Preferred Stock ranks prior to the Common Stock and all other classes of the 
Company's capital stock with respect to dividend rights and rights upon the 
liquidation, dissolution or winding up of the Company. Shares of Redeemable 
Preferred Stock accrue dividends cumulatively in additional shares of 
Redeemable Preferred Stock at an annual rate of 10% on the $100 liquidation 
preference. The Company may redeem the Redeemable Preferred Stock in whole or 
in part at its discretion at any time and must redeem any outstanding shares 
of the Redeemable Preferred Stock on September 29, 2007 or within 10 business 
days of a Change of Control (as defined below) of the Company, at a 
redemption price per share equal to $100 plus all accrued but unpaid 
dividends thereon. A Change of Control is defined generally as (i) the sale 
or transfer of all or substantially all of the Company's assets to any person 
that is not an affiliate of the Company, (ii) the sale or transfer (whether 
by merger, consolidation or otherwise) of a majority of the Common Stock, in 
the aggregate to persons who (a) were not Original Investors, (b) are not 
employees of the Company or (c) are not members of the immediate family or of 
a trust or partnership for the benefit of any person described in clauses (a) 
or (b) above or an affiliate of any of the foregoing or (iii) the termination 
of employment for any reason by the Company (including by way of resignation) 
of Mr. Leven. In addition, the Company may, at any time, elect to require the 
holders of shares of Redeemable Preferred Stock to exchange all or part of 
their shares of Redeemable Preferred Stock for Subordinated Debentures due 
September 29, 2007 in the aggregate principal amount per share equal to $100 
plus all accrued but unpaid dividends thereon. Interest on the Subordinated 
Debentures is payable one-half in cash and one-half through the issuance of 
additional Subordinated Debentures. 

Certain Effects of Authorized but Unissued Stock 

   Authorized but unissued shares of Common Stock and Preferred Stock are 
available for future issuance without stockholder approval, except as may 
otherwise be required under Nasdaq rules. These additional shares may be 
utilized for a variety of corporate purposes, including future public 
offerings to raise additional capital, corporate acquisitions and employee 
benefit plans.

#### WRITTEN REQUEST 1:
Express the listing as a JSON list of strings, one string per line, from the line containing "If you could tag each instance of the sand in" through the end of the listing, inclusive. Leave out any blank lines.
The listing that comes next is unrelated to the preferred stock passage.

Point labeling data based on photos

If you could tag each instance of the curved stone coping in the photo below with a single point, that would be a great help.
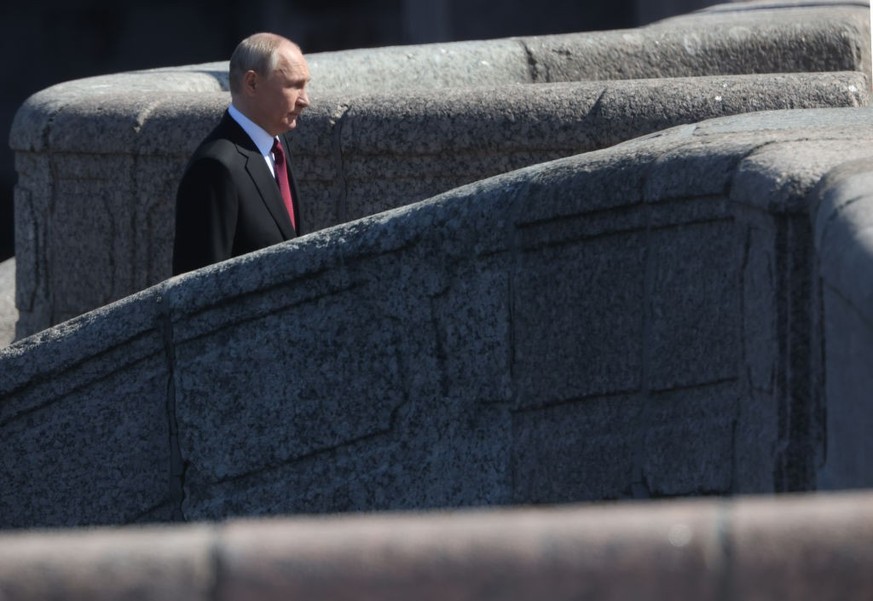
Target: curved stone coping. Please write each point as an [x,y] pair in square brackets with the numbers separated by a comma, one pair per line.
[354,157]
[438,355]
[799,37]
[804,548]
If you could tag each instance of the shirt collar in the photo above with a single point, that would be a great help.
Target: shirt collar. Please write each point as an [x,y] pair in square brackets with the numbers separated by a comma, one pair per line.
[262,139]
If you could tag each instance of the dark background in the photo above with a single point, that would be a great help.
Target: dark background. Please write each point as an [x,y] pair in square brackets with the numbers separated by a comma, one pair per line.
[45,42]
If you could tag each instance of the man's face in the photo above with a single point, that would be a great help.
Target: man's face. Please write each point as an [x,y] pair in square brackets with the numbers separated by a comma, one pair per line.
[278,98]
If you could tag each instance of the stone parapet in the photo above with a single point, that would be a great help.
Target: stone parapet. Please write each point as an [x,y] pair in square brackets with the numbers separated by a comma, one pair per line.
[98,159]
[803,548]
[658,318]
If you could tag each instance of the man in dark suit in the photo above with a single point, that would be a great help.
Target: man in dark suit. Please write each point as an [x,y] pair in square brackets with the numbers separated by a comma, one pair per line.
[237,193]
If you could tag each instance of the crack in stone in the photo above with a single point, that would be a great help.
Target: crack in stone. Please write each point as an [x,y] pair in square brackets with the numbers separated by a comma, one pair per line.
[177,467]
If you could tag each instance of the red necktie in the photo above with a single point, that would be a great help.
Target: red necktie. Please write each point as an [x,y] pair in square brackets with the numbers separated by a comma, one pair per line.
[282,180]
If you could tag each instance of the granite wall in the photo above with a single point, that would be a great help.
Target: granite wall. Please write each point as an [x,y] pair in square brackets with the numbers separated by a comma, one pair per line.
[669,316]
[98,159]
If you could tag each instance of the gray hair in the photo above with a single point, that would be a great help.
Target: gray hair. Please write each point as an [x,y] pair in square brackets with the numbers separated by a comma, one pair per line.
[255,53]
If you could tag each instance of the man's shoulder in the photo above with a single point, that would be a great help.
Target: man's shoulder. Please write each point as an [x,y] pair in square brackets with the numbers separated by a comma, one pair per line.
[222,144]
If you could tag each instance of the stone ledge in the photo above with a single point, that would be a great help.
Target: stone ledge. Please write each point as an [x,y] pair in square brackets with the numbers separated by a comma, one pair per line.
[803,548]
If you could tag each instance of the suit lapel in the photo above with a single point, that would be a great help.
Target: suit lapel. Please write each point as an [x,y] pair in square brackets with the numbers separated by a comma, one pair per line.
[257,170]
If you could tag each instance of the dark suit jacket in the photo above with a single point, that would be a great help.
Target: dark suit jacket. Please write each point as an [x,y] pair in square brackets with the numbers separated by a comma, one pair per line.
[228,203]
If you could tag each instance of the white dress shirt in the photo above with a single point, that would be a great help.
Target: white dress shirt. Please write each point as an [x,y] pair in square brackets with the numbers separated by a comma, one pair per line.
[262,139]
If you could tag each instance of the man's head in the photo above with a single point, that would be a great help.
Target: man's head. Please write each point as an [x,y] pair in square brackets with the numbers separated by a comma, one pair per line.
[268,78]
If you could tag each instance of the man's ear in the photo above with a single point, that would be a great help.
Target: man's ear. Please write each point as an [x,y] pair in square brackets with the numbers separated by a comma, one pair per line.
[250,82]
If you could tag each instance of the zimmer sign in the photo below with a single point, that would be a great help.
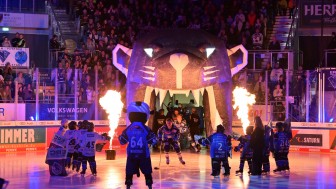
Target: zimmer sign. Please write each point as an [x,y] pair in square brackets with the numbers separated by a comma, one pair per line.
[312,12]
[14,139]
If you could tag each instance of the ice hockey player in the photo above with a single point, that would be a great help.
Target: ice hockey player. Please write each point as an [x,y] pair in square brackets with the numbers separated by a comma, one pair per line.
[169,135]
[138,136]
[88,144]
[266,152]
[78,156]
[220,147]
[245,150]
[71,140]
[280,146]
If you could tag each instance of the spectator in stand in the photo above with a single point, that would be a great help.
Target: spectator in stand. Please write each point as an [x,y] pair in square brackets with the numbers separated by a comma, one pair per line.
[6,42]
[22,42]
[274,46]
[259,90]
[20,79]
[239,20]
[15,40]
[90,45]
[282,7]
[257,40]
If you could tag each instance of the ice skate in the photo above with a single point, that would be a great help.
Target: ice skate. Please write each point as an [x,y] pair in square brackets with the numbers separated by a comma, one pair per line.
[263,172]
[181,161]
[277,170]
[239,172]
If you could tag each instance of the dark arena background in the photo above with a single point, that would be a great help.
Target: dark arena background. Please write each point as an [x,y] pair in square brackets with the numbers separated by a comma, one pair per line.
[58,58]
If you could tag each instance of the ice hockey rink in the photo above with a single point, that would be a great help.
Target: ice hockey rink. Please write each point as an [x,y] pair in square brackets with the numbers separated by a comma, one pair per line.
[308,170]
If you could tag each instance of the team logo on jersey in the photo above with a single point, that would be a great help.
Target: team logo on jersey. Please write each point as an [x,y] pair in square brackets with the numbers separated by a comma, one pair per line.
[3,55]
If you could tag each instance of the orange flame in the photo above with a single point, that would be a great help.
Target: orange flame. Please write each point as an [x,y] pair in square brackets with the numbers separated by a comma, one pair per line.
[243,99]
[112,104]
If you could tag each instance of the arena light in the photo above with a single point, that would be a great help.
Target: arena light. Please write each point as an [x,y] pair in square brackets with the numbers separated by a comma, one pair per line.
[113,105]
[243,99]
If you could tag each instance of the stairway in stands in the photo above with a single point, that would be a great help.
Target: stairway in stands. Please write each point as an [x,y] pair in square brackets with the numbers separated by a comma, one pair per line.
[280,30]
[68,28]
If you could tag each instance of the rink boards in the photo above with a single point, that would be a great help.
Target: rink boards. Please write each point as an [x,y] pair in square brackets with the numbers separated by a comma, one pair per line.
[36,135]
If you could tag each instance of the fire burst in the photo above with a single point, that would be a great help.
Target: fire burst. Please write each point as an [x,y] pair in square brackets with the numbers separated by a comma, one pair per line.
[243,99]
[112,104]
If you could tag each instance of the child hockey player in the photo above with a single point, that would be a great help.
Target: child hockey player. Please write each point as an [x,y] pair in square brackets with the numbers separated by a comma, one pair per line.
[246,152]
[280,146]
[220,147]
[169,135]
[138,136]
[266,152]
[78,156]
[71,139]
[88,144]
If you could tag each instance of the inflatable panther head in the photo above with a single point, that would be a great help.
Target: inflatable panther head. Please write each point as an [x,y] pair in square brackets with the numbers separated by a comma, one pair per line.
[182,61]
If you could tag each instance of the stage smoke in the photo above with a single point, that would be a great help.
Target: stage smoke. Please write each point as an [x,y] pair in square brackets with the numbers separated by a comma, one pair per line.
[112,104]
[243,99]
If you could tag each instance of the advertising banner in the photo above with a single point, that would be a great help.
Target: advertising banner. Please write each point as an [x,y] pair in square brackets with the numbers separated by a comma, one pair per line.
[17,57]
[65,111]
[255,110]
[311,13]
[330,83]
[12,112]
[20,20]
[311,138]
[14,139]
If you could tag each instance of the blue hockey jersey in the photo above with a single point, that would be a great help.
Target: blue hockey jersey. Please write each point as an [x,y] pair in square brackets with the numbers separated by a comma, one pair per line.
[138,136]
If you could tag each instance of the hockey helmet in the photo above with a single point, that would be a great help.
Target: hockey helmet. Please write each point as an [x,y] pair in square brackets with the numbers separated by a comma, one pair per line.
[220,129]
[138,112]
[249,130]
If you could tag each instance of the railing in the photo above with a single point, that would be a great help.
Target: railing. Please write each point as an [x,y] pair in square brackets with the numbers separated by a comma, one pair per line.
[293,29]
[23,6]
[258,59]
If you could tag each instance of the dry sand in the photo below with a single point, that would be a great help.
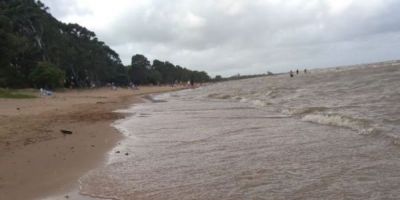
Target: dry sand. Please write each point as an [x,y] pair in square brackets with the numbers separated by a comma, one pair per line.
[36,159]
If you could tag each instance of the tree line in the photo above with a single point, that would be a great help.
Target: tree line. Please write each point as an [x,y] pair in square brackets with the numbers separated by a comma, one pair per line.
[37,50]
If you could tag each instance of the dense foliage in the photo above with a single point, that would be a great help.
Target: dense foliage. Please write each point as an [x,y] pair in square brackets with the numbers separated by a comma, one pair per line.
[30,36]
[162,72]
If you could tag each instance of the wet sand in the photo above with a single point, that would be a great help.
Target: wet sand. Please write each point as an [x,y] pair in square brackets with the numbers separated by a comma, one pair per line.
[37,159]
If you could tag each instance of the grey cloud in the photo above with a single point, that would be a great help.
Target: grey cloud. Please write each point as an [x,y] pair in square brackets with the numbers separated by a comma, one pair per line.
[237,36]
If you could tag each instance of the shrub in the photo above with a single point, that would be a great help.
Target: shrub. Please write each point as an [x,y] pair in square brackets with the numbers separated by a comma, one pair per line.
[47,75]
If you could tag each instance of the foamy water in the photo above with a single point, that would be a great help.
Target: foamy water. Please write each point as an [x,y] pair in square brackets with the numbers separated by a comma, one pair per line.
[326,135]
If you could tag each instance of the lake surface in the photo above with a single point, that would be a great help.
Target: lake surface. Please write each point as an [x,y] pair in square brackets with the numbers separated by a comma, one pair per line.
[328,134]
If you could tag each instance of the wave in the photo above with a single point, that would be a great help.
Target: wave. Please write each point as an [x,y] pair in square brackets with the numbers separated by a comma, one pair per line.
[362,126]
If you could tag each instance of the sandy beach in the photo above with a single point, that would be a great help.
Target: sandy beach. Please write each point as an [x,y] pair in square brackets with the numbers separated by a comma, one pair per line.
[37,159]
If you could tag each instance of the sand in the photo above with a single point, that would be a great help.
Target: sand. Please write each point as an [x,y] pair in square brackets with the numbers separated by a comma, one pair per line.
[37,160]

#### WRITTEN REQUEST 2:
Write out the preferred stock passage between "Authorized but unissued shares" and "benefit plans.", inclusive.

#### FULL OUTPUT 1:
[
  "If you could tag each instance of the sand in the photo above with a single point, that would be a great help.",
  "Target: sand. Please write each point as an [x,y] pair in square brackets with the numbers separated by a comma, one pair per line.",
  "[37,160]"
]

#### FULL OUTPUT 2:
Authorized but unissued shares of Common Stock and Preferred Stock are 
available for future issuance without stockholder approval, except as may 
otherwise be required under Nasdaq rules. These additional shares may be 
utilized for a variety of corporate purposes, including future public 
offerings to raise additional capital, corporate acquisitions and employee 
benefit plans.